### Texto para leitura
········

Construção do último trecho da ponte Jacques-Cartier en 1929. Foto : Archives de la Ville de Montréal
Construção do último trecho da ponte Jacques-Cartier en 1929. Foto : Archives de la Ville de Montréal

Trilha sonora para essa edição: Bebe, Hermeto Pascoal


Salve, salve


Ouço Lenine dizendo que esse lugar é uma maravilha, mas se perguntando como é que faz pra sair da ilha. Não posso evitar pensar em Montréal e na ponte que vai me tirar daqui. 


Enquanto escrevo alguém passa de bicicleta (moro em frente a uma ciclovia) ouvindo Because the Night, e isso reforça minha certeza de que esse lugar é uma maravilha. Mas como é mesmo que faz pra sair da ilha? 


Segunda-feira cedo embarco para Brasília. Mas antes vou ter que passar pelos Estados Unidos. Ficar 12 horas em Miami não é algo que me deixa muito animada, mesmo que eu esteja viajando com o meu filho. Não vai ter jogo, filme, lanche e conversa suficientes para tudo isso. Mas fazer o quê? Era isso ou deixar um rim como pagamento para a Air Canada. 


Além disso, tudo o que temos escutado sobre o controle, cada vez mais minucioso, extremo, do governo do Trump sobre quem entra e sai de lá também me desanima. Até a universidade para a qual trabalho nos manda mensagens com dicas e coisas a evitar quando estiver de passagem por solo estadunidense, mesmo com passaporte canadense. E no nosso caso é só isso, uma passagem.


As passagens. A primeira viagem que fiz completamente sozinha foi para a Argentina. Primeiro passei alguns dias em Mendoza, mas meu destino era a Patagônia. Mendoza foi então, como eles dizem por lá, uma ciudad de paso, pelo menos para mim. Porque independente da definição que se queira dar, por mais que as pessoas vivam lá (como vivem em Montréal, Miami e Bariloche), Mendoza nunca passou disso, de uma passagem. Nesse tempo eu escrevia diários.


Montréal deveria ter sido uma cidade de passagem. Bom, talvez eu esteja sendo injusta. Ou incoerente. Quem planeja ficar quatro anos em um lugar não pode dizer que está de passagem. Mas para mim sim, seria uma longa passagem, mas eu voltaria pra Brasília, ou pra outra cidade do Brasil. Estou aqui há treze anos, entre idas e vindas. Quando cheguei, em 2006, escrevia cartas para uma só pessoa, e nunca pensei que alguém as leria. Em 2013, quando voltei para Brasília, escrevia artigos científicos. As cartas tinham ficado guardadas, me davam medo demais.

········

### Pedido a
Por favor, devolva sem alterações o trecho das linhas que vai da linha que contém "of the patterned" até o fim das linhas, com as duas extremidades incluídas.

Registros de identificação de posição
········

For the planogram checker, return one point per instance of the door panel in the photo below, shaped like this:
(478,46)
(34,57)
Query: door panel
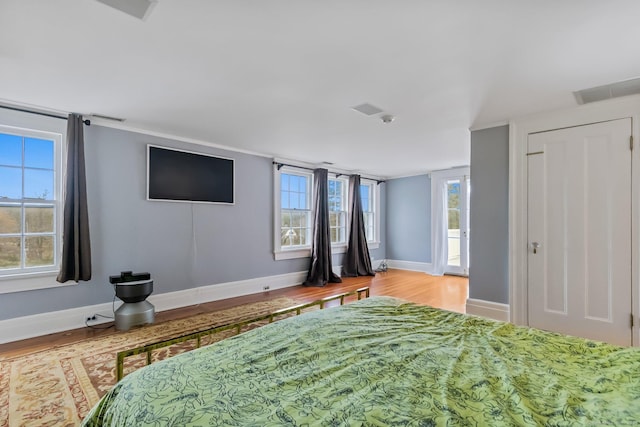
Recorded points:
(579,213)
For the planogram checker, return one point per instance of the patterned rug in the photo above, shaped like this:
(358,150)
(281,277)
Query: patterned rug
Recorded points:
(58,386)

········

### Pedido b
Segundo o texto sobre Montréal, em que ano a pessoa que escreve chegou à cidade?

### Resposta escrita a
For the planogram checker, return one point per instance of the patterned rug in the photo above, shaped like this:
(358,150)
(281,277)
Query: patterned rug
Recorded points:
(58,386)

### Resposta escrita b
Em 2006.